* TASKS TO CARRY OUT
A - In the text on the sign's zoning, what reason did Payne give for intending to support the sign for zoning approval?
B - Rewrite the stretch of the text on the sign's zoning from "Shields, Peduto, Burgess, Kraus, Motznik" through "the zoning issue?", changing "opinions" to "views".

* QUOTED TEXT

- - -

The resolution had nothing to do with the merits of the sign, or whether or not the sign should have zoning approval. The councilman who would be disqualified from ruling on its zoning would be the councilman who gave an opinion on that matter prior to the zoning hearing. Speaking about, giving an opinion on, or rendering a vote about whether or not proper process had been followed is not disqualifying speech.

Shields, Peduto, Burgess, Kraus, Motznik & Payne all voiced plenty of opinions regarding the process or lack thereof. Does that mean they will all be recused if council "judges" on the zoning issue?

In fact, Motznik & Payne BOTH went one step further in my opinion. They had pictures and said they thought the signs were good things. Payne even told the world that she intended to support the SIGN for zoning approval (not the process) because some of her constituents wanted it. Are both of them now disqualified from participating in zoning court?

- - -

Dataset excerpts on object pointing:
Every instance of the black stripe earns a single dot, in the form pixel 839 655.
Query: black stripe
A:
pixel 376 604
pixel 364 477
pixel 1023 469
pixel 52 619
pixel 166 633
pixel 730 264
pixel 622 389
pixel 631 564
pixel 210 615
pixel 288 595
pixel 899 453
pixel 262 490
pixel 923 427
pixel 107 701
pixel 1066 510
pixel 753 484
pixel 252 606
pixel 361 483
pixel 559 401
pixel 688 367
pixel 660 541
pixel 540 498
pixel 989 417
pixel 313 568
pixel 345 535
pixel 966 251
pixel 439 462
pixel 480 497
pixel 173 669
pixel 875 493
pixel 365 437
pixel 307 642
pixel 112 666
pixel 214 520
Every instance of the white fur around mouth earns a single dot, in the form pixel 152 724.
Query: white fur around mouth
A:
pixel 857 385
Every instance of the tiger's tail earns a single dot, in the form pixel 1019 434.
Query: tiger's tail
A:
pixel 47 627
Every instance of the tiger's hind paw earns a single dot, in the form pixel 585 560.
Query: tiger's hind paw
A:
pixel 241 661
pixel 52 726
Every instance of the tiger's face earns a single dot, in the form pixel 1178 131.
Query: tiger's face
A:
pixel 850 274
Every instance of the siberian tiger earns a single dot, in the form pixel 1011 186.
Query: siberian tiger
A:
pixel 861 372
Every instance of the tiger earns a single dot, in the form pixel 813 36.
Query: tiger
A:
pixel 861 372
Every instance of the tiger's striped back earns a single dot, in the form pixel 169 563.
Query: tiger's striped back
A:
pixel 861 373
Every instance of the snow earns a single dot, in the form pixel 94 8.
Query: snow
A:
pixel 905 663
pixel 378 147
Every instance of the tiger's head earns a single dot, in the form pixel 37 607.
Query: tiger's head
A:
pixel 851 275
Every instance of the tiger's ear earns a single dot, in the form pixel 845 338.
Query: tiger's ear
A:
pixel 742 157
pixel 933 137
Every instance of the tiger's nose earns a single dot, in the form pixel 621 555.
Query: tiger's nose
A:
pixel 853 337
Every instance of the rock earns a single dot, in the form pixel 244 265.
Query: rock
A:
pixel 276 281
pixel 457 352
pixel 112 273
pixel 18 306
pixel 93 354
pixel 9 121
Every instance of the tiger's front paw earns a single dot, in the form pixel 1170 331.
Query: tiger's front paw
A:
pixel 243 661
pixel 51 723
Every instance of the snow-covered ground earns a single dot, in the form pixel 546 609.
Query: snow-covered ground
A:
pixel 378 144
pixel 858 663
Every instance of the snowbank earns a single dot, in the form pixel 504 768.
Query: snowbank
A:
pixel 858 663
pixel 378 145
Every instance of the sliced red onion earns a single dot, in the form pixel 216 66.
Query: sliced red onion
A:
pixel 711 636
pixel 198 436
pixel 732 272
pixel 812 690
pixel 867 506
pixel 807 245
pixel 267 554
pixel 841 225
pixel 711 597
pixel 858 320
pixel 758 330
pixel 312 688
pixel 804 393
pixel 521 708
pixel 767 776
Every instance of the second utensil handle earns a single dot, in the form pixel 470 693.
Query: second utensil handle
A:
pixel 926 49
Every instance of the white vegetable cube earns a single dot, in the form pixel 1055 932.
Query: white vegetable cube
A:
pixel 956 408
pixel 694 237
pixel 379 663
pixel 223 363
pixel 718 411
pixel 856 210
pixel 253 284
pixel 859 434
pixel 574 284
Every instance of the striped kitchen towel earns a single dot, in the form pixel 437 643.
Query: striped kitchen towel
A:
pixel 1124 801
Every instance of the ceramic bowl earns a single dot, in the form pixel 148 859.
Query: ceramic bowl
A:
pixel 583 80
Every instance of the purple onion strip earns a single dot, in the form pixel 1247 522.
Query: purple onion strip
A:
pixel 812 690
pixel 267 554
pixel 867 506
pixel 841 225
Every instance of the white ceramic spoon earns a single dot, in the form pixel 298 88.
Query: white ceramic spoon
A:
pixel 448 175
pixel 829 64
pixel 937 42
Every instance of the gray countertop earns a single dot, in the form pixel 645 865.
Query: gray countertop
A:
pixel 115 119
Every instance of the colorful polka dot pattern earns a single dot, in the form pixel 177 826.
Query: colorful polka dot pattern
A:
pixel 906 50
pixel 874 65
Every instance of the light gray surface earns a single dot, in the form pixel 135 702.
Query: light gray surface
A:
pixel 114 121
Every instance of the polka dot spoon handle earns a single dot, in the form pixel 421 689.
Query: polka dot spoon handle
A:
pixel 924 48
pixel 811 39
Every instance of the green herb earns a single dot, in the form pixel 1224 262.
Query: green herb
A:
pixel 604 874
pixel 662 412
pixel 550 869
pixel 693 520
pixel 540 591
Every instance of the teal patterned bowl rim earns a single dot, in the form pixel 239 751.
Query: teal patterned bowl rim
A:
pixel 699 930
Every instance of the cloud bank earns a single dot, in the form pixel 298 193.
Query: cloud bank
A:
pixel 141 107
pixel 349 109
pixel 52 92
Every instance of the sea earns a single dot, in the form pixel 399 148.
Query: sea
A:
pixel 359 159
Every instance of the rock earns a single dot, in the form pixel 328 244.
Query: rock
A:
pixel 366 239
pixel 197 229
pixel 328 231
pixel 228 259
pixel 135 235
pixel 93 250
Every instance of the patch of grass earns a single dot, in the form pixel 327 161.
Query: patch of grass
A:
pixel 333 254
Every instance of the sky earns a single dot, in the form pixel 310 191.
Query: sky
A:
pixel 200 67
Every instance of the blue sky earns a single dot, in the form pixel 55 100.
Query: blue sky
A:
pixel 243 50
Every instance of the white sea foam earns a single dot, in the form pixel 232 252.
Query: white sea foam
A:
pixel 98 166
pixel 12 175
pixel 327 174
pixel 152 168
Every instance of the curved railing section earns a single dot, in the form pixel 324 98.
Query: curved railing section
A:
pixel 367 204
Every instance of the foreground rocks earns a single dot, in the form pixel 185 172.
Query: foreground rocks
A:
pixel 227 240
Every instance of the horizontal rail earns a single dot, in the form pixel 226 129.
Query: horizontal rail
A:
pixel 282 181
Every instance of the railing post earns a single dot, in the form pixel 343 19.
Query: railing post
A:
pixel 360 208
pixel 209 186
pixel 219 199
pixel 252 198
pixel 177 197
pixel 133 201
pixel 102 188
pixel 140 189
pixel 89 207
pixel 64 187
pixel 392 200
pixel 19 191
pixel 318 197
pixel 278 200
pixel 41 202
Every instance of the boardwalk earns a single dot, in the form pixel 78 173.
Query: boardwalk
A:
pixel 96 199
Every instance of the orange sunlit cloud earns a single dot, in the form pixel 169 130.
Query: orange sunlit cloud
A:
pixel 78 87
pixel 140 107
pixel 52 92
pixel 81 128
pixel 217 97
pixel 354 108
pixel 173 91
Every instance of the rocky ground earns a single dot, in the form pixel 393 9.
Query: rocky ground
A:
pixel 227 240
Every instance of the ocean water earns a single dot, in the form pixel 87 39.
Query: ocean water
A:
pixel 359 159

- - -

* RESULTS BY TASK
A - Some of her constituents wanted it.

B -
Shields, Peduto, Burgess, Kraus, Motznik & Payne all voiced plenty of views regarding the process or lack thereof. Does that mean they will all be recused if council "judges" on the zoning issue?